■ Extracted information:
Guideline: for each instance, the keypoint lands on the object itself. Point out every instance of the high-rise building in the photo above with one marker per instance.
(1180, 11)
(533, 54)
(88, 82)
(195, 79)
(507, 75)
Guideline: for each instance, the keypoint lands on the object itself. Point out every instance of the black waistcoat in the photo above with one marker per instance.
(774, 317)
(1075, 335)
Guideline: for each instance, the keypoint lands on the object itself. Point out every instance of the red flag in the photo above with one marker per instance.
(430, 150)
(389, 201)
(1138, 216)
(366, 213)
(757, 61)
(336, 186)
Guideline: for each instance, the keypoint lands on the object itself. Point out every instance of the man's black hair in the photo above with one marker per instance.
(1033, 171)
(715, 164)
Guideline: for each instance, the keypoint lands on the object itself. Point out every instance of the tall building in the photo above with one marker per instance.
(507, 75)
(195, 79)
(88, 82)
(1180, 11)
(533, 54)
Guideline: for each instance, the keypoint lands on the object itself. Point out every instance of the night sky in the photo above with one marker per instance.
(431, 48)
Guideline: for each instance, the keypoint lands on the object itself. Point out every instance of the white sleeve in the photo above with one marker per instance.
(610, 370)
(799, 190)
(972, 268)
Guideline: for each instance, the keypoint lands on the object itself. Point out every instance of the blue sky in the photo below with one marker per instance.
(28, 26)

■ Exercise brief:
The expected result is every record above, duplicated exactly.

■ Reply to the exercise:
Guideline: for each instance, the keypoint lands on the object itself. Point out every instance of the high-rise building in the photo above with one marker per instance.
(1180, 11)
(533, 54)
(88, 82)
(195, 79)
(507, 75)
Guideline: for each instance, the keypoint lands on the object itself. Point out every instance of the black waistcoat in the photo above with one marker per instance.
(774, 317)
(1075, 335)
Guideline: for each instance, the keypoint lands on the object itself. Point out every instance of the red flag in the photo above with one marker per instance.
(430, 150)
(389, 201)
(1138, 216)
(366, 213)
(757, 61)
(336, 186)
Guideline: for each instance, the keypoint lands on the object itself. Point out every instance of the man's black hair in the photo above with one marker per instance.
(1033, 171)
(715, 164)
Guideline: for each instance, the keypoint lands on the object itself. Point out every instance of the tall building in the photo above with one marker per instance.
(507, 75)
(195, 79)
(88, 82)
(1180, 11)
(533, 54)
Guideline: for each instance, the keypoint lands on the object itself. Point out every instance of the night sky in the photo above with one marker per instance.
(431, 48)
Guideline: for each instance, the keypoint lands on the object itself. Point out every instance of the white sleeve in the photo above with one marker per instance.
(610, 370)
(799, 190)
(972, 268)
Guideline: for each instance, the keypoint lands on the object itself. Point out every instance of the blue sky in the photo below with one marker per instance.
(28, 26)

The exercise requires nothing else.